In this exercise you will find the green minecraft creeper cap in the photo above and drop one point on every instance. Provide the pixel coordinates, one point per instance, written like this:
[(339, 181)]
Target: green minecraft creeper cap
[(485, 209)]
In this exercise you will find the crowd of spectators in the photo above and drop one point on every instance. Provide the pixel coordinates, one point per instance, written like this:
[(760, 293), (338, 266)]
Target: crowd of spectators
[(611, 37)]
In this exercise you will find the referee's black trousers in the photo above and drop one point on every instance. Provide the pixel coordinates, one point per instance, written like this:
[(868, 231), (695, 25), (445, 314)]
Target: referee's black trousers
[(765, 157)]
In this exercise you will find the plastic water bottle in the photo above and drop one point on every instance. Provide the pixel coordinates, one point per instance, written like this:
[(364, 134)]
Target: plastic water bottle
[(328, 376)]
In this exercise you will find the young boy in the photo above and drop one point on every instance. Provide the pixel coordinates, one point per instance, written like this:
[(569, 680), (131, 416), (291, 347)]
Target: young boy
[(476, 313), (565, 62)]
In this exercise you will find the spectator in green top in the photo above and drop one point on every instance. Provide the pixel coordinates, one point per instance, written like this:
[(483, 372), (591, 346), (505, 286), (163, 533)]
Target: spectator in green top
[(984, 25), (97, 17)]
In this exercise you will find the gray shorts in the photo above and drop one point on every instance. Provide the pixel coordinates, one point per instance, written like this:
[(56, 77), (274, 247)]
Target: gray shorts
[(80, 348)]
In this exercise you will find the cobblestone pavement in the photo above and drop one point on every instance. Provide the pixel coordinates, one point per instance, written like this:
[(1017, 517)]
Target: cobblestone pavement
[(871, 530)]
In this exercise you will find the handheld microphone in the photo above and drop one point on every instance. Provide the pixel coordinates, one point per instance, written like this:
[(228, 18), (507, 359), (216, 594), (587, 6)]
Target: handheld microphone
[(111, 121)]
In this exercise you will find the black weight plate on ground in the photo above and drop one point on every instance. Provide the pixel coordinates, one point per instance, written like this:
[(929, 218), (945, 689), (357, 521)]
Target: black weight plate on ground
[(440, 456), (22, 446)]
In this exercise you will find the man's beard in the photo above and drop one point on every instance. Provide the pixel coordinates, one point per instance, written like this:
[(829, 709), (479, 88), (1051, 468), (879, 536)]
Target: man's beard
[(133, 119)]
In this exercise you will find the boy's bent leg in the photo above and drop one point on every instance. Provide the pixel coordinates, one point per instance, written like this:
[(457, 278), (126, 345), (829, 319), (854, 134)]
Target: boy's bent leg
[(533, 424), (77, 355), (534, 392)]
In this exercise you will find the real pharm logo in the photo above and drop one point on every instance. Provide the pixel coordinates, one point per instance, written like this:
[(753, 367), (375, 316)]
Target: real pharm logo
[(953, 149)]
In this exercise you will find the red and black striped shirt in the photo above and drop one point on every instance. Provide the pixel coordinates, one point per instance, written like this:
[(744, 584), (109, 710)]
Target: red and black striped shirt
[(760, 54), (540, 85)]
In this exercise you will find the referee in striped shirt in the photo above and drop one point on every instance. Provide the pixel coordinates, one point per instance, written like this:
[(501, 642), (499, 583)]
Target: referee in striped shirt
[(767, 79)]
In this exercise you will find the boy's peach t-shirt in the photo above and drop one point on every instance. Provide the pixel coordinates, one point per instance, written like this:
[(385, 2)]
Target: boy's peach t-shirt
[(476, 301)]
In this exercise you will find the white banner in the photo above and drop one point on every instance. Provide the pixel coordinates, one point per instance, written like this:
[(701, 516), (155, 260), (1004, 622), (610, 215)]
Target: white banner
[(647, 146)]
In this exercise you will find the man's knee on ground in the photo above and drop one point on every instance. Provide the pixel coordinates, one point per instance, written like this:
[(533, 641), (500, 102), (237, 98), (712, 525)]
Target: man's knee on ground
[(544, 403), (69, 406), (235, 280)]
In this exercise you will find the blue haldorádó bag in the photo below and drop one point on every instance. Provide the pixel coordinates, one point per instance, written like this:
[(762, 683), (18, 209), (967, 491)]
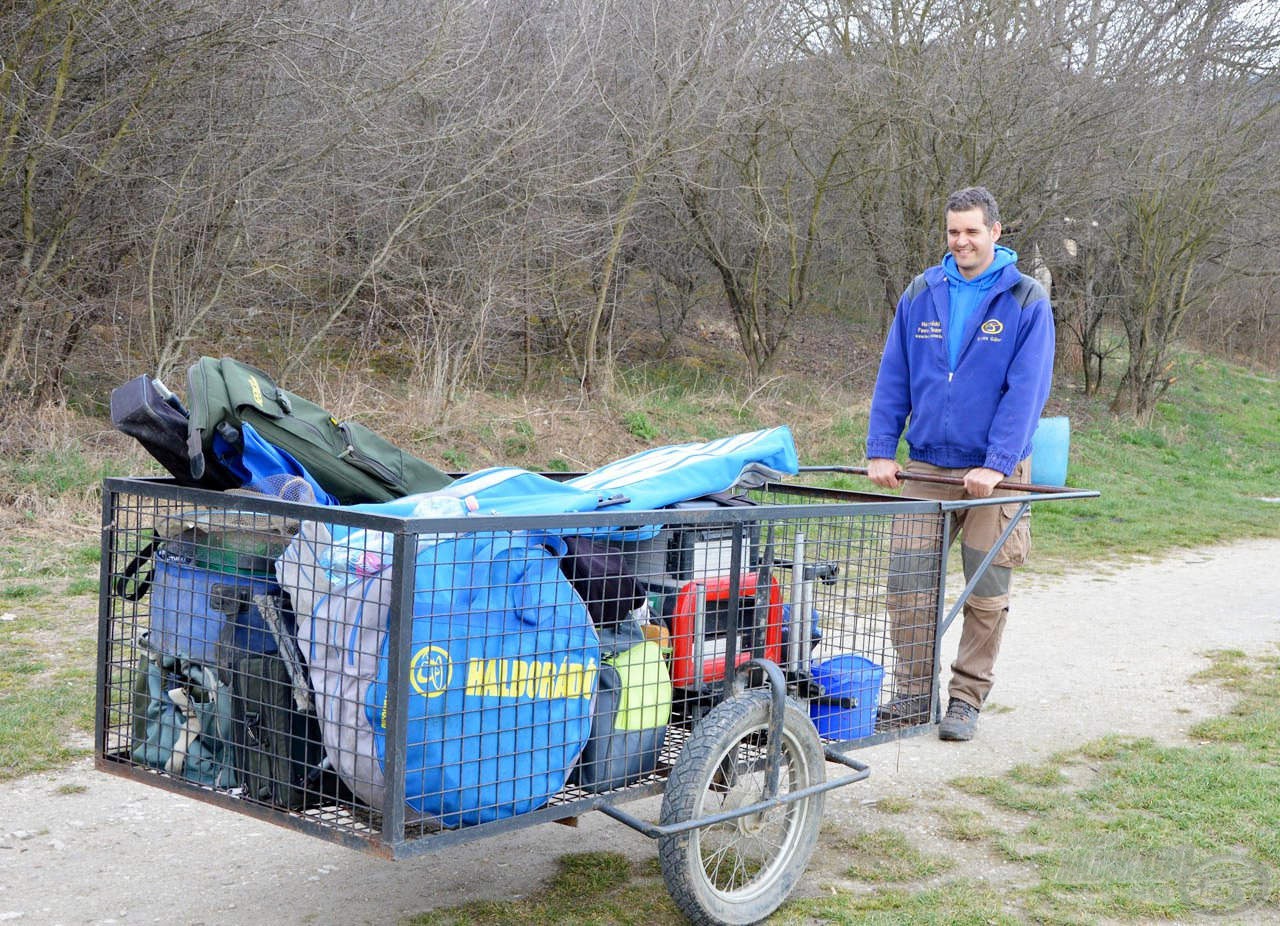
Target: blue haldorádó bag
[(502, 679)]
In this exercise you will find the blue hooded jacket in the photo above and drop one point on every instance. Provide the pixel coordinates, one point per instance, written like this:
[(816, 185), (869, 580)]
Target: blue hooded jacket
[(983, 409)]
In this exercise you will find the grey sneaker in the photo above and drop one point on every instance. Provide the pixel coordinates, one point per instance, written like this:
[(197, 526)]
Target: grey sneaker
[(960, 722), (905, 708)]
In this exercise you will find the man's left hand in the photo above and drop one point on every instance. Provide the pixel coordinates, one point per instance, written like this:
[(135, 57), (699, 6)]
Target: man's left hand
[(981, 480)]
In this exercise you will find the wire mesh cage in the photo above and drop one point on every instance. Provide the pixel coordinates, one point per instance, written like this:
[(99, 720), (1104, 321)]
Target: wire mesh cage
[(398, 683)]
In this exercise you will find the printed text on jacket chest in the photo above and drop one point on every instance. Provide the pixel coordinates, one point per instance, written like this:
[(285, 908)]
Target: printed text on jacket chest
[(928, 331)]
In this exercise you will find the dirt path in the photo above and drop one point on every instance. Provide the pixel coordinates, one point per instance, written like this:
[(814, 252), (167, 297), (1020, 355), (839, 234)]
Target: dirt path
[(1084, 655)]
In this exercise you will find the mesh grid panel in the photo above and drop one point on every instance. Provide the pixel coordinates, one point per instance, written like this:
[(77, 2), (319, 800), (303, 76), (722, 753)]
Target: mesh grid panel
[(388, 682)]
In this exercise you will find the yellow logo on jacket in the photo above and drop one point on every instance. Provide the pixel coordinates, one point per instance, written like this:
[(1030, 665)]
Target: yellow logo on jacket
[(430, 671), (507, 678)]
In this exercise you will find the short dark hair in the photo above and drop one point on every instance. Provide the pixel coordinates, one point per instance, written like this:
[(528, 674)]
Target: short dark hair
[(974, 197)]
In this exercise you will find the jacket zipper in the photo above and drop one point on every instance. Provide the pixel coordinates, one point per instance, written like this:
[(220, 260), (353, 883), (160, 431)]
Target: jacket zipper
[(364, 462)]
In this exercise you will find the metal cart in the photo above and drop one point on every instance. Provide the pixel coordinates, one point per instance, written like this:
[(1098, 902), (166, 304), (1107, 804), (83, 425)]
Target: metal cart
[(403, 684)]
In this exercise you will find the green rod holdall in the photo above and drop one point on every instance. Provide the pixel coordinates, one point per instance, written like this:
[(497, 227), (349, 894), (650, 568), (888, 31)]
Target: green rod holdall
[(348, 460)]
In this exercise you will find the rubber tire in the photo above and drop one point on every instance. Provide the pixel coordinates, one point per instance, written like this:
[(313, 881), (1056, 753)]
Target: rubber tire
[(695, 788)]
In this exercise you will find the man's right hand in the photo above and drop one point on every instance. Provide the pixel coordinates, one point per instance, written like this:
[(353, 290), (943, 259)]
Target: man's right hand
[(883, 473)]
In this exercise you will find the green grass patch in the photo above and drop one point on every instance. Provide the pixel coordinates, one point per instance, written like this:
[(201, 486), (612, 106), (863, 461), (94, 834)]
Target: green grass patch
[(965, 825), (22, 592), (954, 903), (1162, 484), (894, 804), (46, 698), (1164, 831), (886, 857)]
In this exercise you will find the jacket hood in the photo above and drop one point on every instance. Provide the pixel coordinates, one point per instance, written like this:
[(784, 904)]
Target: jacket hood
[(1004, 258)]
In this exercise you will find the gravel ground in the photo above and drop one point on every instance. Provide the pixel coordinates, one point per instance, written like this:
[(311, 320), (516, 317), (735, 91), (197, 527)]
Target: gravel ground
[(1084, 655)]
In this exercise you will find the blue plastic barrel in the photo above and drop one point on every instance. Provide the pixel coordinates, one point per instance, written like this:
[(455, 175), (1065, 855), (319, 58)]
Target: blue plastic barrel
[(1050, 448)]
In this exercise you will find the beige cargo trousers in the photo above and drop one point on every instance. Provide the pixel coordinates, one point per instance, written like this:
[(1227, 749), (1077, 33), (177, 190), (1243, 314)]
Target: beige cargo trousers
[(913, 585)]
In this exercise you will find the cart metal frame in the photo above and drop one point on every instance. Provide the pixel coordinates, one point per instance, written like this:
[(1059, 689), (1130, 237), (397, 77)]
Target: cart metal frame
[(131, 506)]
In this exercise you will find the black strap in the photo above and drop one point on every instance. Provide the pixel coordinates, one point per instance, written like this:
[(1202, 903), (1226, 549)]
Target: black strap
[(132, 573)]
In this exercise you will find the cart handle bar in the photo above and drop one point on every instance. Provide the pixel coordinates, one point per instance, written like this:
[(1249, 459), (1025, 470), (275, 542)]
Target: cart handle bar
[(946, 480)]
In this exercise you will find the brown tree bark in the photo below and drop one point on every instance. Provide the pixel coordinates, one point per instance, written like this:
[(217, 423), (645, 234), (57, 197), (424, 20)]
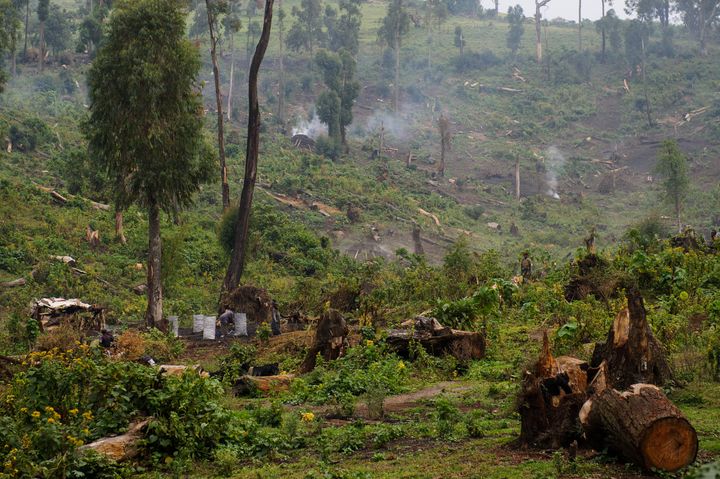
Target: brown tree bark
[(550, 400), (632, 353), (396, 85), (237, 262), (153, 315), (538, 30), (642, 425), (218, 101), (119, 228), (41, 60)]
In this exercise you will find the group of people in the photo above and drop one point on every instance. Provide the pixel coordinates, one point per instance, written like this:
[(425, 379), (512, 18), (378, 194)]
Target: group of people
[(227, 318)]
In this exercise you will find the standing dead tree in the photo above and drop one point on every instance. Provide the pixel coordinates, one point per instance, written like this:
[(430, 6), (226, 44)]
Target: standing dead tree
[(538, 29), (213, 11), (445, 136), (237, 262)]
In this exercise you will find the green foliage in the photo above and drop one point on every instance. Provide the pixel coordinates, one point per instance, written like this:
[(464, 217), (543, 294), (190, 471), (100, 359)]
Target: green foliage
[(464, 313), (672, 166), (160, 156), (363, 369)]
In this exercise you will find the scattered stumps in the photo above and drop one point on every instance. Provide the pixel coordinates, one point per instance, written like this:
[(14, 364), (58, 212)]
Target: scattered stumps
[(641, 425), (550, 400), (632, 353), (330, 339)]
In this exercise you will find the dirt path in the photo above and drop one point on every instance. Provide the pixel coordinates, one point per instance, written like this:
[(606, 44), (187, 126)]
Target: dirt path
[(403, 402)]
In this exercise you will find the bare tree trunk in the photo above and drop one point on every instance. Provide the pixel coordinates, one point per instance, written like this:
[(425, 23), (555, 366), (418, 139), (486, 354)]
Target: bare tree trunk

○ ○ ○ ○ ○

- **Directions**
Arrange the rows above as a JSON list of strings, one string per line and blank lines omitted, starting at the line containing "In this exercise you will find the young" and ending at the line containing "[(440, 456), (22, 446)]".

- **Solution to the exercise**
[
  "In this exercise you will find the young boy in the photo above and drop one point on every instance. Provide the pixel coordinates, one point per instance, written like this:",
  "[(569, 680), (131, 416), (291, 347)]",
  "Target: young boy",
  "[(476, 313), (565, 62)]",
  "In this exercise you will find the spectator in green top in the photo above and drop one point on every instance. Provide the pixel coordinates, one point per instance, written like this:",
  "[(483, 372), (591, 346), (505, 286), (163, 533)]",
  "Target: spectator in green top",
  "[(984, 25), (97, 17)]",
  "In this exercise you will find the gray shorts in the photo above and drop one point on every instance. Provide the pixel coordinates, one point per instance, written like this:",
  "[(56, 77), (274, 247)]",
  "Target: gray shorts",
  "[(80, 348)]",
  "In this exercise you will find the cobblestone pavement in the photo above and drop one point on every instance. Provide the pixel coordinates, one point per instance, written like this:",
  "[(1017, 517)]",
  "Target: cobblestone pavement",
  "[(871, 530)]",
  "In this exercise you will find the handheld microphone in the photo above and drop one point on every instance. Provide the pixel coordinates, one point per instance, written like this:",
  "[(228, 18), (507, 359), (216, 594), (587, 6)]",
  "Target: handheld microphone",
  "[(111, 121)]",
  "In this exercise you will find the black weight plate on ground in the photo above and drop one point on every instance. Provide the pixel coordinates, one point per instance, written like this:",
  "[(929, 218), (945, 689), (357, 521)]",
  "Target: black weight plate on ground",
  "[(440, 456), (22, 446)]"
]